- Your goal
Can you output, unchanged, every line of the records from the one containing "Spot every instance of the yellow train" through the end, both ends included?

- Records for the task
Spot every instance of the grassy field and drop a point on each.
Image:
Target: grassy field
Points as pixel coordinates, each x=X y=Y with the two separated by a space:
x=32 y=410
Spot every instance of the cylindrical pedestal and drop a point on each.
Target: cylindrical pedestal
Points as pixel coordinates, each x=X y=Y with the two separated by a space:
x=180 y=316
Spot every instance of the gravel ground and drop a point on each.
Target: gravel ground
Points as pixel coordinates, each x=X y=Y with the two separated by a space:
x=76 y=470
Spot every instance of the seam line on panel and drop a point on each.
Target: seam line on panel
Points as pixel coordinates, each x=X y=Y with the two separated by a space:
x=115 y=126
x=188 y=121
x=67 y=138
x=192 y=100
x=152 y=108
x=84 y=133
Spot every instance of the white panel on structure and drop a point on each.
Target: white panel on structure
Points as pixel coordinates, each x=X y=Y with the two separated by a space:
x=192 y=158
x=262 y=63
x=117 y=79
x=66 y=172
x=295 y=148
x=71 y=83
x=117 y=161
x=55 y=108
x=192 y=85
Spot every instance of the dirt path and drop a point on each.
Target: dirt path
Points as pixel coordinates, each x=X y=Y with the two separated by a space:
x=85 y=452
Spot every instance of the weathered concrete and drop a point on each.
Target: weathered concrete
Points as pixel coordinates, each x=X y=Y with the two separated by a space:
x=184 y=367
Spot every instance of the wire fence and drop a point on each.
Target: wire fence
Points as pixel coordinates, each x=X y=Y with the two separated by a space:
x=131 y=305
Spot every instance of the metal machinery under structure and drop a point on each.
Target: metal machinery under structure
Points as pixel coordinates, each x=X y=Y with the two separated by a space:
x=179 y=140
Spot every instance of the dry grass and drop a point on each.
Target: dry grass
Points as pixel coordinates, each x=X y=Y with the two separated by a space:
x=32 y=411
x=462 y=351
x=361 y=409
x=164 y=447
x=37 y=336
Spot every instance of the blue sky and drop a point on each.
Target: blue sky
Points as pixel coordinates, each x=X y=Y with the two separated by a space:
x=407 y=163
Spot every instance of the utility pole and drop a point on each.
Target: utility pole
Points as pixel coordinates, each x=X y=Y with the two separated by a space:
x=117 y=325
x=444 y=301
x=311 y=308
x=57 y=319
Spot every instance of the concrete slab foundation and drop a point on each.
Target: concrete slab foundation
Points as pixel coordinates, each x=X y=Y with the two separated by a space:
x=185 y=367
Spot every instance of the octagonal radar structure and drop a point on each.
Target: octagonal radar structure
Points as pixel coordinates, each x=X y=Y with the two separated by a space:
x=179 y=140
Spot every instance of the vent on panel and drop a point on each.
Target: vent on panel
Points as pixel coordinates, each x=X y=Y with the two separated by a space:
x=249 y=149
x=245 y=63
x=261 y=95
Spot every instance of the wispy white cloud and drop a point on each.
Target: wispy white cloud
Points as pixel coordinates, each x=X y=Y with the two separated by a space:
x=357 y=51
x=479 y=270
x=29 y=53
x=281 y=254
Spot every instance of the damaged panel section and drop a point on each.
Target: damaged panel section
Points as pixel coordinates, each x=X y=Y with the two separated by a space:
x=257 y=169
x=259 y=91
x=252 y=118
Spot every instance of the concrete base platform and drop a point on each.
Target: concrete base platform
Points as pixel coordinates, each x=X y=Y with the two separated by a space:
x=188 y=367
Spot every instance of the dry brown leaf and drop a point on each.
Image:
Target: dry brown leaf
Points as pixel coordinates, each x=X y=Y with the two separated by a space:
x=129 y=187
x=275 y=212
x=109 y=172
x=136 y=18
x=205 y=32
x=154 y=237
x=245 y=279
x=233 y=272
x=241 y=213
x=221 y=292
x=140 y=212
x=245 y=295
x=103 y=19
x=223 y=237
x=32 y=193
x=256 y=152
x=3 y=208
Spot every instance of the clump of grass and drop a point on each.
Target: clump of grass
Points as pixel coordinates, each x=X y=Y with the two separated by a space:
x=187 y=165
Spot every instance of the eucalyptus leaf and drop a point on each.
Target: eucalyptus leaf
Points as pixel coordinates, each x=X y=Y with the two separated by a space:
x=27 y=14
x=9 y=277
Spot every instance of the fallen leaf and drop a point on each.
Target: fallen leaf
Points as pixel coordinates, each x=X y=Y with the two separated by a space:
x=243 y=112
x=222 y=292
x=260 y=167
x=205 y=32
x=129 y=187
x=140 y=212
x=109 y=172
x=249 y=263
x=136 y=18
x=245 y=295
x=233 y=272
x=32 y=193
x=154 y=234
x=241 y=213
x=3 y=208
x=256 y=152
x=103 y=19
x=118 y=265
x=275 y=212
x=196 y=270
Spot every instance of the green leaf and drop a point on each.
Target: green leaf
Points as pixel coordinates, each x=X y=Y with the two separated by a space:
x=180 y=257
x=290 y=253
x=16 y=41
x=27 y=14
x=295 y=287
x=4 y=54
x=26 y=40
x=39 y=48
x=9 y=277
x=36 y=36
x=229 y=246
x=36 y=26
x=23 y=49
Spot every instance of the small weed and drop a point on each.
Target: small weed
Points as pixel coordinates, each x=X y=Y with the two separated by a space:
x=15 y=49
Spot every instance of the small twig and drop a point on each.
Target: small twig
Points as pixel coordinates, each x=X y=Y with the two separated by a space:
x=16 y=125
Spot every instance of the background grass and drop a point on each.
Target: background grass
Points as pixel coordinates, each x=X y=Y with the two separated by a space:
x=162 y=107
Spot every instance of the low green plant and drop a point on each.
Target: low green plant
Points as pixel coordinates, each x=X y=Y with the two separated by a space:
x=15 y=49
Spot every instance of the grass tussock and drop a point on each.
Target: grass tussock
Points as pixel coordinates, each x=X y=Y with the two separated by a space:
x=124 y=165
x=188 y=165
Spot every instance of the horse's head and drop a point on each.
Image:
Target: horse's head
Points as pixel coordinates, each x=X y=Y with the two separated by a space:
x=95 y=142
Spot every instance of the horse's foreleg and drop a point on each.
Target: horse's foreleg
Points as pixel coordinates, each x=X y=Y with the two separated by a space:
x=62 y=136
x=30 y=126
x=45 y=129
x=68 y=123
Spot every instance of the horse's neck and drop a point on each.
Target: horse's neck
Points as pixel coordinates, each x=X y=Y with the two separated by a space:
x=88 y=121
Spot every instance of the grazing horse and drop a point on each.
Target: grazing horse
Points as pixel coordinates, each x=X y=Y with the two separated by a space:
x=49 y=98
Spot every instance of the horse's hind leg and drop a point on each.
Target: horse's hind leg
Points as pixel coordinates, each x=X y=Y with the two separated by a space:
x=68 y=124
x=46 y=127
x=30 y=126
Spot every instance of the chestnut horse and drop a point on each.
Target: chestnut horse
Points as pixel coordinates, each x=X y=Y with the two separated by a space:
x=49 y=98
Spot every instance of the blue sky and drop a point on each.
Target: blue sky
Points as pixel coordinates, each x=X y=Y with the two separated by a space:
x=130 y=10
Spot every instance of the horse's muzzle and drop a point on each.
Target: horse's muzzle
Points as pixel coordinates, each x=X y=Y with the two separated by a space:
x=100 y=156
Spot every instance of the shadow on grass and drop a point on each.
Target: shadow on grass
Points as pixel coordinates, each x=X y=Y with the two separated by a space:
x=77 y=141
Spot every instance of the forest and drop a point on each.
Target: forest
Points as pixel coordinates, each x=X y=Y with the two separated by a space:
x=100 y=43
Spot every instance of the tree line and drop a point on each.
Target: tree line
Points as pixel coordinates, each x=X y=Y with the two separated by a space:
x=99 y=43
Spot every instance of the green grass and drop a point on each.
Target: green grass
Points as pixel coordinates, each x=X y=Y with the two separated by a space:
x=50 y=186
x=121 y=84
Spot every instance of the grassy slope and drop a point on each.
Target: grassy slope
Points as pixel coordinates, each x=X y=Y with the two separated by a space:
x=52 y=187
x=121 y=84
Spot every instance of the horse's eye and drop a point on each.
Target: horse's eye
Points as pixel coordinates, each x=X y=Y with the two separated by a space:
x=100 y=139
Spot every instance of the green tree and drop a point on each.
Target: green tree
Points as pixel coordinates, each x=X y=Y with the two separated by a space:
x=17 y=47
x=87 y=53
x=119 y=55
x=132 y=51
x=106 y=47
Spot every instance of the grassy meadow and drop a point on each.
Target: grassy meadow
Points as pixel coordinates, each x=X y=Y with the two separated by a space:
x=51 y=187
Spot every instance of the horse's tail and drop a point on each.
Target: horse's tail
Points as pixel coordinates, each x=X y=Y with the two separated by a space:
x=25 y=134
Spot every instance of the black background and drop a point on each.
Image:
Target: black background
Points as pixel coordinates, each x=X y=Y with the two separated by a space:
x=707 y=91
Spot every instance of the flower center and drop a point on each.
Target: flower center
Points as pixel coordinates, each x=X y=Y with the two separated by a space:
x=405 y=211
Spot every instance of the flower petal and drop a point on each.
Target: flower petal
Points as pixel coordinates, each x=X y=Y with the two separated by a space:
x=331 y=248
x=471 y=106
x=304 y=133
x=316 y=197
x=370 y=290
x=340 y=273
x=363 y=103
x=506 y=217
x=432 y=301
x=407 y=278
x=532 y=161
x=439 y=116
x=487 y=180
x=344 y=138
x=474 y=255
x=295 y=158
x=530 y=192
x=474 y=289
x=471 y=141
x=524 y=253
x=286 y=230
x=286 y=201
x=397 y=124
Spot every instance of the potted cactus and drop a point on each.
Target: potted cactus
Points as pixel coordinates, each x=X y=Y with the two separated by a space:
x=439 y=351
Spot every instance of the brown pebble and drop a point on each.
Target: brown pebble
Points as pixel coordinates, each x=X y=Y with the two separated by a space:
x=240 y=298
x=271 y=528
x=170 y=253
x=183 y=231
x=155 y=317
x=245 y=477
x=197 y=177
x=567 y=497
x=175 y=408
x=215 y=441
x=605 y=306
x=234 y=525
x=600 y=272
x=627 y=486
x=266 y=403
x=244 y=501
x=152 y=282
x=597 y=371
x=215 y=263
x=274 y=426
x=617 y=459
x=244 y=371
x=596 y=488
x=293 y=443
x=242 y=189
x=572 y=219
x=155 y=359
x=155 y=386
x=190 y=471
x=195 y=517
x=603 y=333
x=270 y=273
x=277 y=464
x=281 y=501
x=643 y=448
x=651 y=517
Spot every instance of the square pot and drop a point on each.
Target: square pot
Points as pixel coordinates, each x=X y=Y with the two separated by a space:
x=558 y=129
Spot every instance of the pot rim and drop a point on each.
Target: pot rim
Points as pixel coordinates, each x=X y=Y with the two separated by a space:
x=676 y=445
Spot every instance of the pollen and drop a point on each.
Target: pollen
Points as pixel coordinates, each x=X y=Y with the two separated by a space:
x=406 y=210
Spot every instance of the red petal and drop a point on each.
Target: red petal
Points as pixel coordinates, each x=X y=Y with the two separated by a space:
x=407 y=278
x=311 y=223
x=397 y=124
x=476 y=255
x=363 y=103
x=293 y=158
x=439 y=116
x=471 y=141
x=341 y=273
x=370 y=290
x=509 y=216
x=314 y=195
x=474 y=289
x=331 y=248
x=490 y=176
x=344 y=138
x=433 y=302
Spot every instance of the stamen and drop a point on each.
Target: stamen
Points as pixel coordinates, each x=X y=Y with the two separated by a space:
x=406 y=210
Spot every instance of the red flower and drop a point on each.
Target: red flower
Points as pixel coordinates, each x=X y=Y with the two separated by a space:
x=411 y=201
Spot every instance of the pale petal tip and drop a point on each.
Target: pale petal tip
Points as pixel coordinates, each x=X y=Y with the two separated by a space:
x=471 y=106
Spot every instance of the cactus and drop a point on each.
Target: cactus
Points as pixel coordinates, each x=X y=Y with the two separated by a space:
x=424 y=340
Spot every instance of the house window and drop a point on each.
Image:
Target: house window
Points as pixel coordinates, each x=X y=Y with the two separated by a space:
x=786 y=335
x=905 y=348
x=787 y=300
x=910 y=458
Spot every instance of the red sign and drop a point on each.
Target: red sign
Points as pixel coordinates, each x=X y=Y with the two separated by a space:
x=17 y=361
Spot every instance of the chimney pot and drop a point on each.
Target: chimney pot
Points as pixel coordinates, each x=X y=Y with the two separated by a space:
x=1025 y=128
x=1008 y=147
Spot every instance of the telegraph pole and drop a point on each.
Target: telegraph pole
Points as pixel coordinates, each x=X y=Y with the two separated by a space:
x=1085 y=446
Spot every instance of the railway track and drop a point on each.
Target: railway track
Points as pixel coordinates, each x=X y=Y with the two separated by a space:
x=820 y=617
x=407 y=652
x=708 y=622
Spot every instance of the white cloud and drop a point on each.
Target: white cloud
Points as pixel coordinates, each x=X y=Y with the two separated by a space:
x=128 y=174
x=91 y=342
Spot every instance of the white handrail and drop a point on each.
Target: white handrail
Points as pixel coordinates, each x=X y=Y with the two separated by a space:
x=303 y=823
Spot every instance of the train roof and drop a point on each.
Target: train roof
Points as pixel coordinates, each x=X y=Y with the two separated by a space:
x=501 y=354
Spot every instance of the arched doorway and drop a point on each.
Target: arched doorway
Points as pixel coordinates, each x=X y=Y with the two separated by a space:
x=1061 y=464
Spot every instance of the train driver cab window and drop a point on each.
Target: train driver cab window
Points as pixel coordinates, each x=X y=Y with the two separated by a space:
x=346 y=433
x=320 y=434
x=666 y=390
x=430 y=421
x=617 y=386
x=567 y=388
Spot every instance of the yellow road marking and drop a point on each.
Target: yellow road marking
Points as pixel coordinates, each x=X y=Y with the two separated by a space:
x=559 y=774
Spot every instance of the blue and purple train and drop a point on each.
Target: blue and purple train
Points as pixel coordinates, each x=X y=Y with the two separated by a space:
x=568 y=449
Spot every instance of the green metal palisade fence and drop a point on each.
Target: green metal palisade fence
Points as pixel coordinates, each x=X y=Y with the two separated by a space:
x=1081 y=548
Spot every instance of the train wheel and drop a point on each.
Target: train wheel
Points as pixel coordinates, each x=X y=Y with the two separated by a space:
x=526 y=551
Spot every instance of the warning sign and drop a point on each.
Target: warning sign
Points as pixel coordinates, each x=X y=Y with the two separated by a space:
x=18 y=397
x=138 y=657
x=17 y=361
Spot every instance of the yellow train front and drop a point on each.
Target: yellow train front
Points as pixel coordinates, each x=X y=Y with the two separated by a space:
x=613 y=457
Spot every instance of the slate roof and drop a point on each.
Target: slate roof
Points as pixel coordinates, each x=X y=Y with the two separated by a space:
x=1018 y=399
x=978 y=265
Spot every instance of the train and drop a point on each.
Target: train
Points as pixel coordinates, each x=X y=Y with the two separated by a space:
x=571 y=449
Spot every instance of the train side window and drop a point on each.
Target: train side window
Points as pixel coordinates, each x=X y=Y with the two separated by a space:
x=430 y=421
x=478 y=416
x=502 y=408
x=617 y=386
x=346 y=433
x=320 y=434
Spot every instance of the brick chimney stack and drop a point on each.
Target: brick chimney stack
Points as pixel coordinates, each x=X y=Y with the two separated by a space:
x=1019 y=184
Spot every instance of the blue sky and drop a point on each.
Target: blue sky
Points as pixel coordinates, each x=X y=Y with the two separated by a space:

- Full response
Spot every instance of the yellow train front and drop a point on each.
Target: yellow train front
Points as pixel coordinates, each x=X y=Y with the two separated by a space:
x=613 y=457
Spot every instance of the slate roof and drop a point on each.
Target: slate roof
Points as pixel coordinates, each x=X y=Y with the two separated by a space:
x=1018 y=399
x=978 y=265
Spot every instance of the train and drop a point on each.
Target: train
Points as pixel coordinates, each x=X y=Y with the two separated by a space:
x=571 y=449
Spot every instance of the train side window and drop a point on each.
Target: train side window
Points as pixel coordinates, each x=X y=Y with the two separated by a space:
x=430 y=421
x=478 y=416
x=502 y=408
x=617 y=386
x=346 y=433
x=320 y=434
Spot every instance of the brick chimney stack and drop a point on each.
Target: brick chimney stack
Points as pixel coordinates, each x=X y=Y with the two separated by a space:
x=1019 y=184
Spot every instance of the blue sky and drop a point on each.
Target: blue sky
Points as pixel coordinates, each x=X y=Y with the two separated by a space:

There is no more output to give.